** DATA RECORDS follows **
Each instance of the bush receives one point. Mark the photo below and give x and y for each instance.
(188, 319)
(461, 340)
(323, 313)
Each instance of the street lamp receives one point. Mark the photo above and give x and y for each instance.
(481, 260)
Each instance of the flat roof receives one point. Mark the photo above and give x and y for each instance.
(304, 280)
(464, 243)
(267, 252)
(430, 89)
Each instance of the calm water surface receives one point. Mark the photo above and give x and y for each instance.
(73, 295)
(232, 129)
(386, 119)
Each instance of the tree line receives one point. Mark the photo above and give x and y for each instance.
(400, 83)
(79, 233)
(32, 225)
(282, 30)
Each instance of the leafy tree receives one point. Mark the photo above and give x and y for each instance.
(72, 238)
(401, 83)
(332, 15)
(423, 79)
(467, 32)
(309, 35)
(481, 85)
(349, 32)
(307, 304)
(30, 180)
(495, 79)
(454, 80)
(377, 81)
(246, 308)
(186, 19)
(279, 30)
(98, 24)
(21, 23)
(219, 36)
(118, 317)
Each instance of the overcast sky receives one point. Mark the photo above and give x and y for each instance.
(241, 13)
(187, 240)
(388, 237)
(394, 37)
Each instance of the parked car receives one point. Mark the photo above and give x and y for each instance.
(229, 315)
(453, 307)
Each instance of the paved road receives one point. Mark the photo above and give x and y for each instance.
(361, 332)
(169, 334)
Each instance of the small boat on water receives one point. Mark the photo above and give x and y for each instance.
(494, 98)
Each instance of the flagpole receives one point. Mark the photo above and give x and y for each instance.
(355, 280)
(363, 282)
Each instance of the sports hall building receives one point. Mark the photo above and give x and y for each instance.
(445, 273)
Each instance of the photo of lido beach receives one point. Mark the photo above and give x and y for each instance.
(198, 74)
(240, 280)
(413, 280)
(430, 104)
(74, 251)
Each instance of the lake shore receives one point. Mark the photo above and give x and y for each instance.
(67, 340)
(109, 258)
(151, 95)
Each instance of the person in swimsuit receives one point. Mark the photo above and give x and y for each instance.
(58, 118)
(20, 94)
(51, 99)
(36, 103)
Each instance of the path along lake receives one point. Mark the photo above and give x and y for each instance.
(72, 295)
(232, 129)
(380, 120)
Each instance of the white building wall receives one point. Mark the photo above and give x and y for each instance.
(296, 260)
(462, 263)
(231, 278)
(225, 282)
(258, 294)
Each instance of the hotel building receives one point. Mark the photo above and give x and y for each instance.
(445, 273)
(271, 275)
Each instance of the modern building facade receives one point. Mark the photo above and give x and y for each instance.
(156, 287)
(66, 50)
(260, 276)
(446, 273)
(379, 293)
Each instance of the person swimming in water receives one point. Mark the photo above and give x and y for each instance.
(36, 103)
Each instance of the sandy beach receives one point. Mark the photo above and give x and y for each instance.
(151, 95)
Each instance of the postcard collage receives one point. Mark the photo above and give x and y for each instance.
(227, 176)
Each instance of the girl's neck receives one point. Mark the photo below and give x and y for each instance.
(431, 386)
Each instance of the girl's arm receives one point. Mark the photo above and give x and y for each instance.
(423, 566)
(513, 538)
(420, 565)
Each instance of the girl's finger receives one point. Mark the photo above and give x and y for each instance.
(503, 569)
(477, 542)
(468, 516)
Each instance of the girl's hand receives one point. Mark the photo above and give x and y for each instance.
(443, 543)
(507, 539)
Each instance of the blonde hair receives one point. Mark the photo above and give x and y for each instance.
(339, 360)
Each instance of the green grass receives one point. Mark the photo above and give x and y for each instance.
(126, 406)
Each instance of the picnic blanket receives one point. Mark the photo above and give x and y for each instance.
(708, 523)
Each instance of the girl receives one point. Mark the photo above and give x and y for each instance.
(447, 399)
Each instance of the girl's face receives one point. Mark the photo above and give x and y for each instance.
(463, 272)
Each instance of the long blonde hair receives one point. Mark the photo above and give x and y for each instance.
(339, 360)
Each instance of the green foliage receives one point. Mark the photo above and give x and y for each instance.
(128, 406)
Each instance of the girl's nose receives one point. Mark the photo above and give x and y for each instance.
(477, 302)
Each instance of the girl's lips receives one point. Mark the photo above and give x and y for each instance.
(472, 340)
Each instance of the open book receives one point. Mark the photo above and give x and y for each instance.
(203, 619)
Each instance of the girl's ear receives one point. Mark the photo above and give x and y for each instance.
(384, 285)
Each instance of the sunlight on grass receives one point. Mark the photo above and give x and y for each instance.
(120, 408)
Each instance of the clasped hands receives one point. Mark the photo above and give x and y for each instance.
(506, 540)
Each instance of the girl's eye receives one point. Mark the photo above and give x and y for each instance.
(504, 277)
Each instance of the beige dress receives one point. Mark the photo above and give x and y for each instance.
** End of DATA RECORDS **
Take the line holding "Each instance of the picnic" and the lines after it through the end of the entries. Retype them exactly and add nothing.

Each instance of the picnic blanket receives one point. Mark the photo above and give x and y for each instance.
(708, 523)
Each instance of the girl receives one point. Mark the photo above and give x and y for each instance.
(447, 399)
Each instance of the girl's face receives one point. Mark the photo above and give x and y for each instance.
(463, 272)
Each instance of the long blonde hair receives one point. Mark the photo above and give x and y for each instance.
(339, 360)
Each instance of the green foliage receives one point. Mark the photo above and give x and y for each instance.
(128, 406)
Each instance of the girl's nose receives one point. Mark the photo above and give x and y for each instance.
(477, 302)
Each instance of the girl's lips receives one point. Mark the photo above and give x and y for each instance.
(472, 340)
Each instance of the open book receives one point. Mark the photo above and give x and y for each instance.
(203, 619)
Each instance of the girl's ear receives one point. Mark the photo above and give x and y for each instance.
(384, 285)
Each instance of the sunlight on grass receives one point. Mark the photo above and give x and y for each instance.
(120, 408)
Each instance of the clasped hands receives one point. Mark the photo above and give x and y for each instance.
(506, 540)
Each instance of the girl's eye receives one point. Mark the photo above and give x and y for each instance.
(504, 277)
Each instance of the beige dress receives one point. Mark the photo above and give x and y for each instance.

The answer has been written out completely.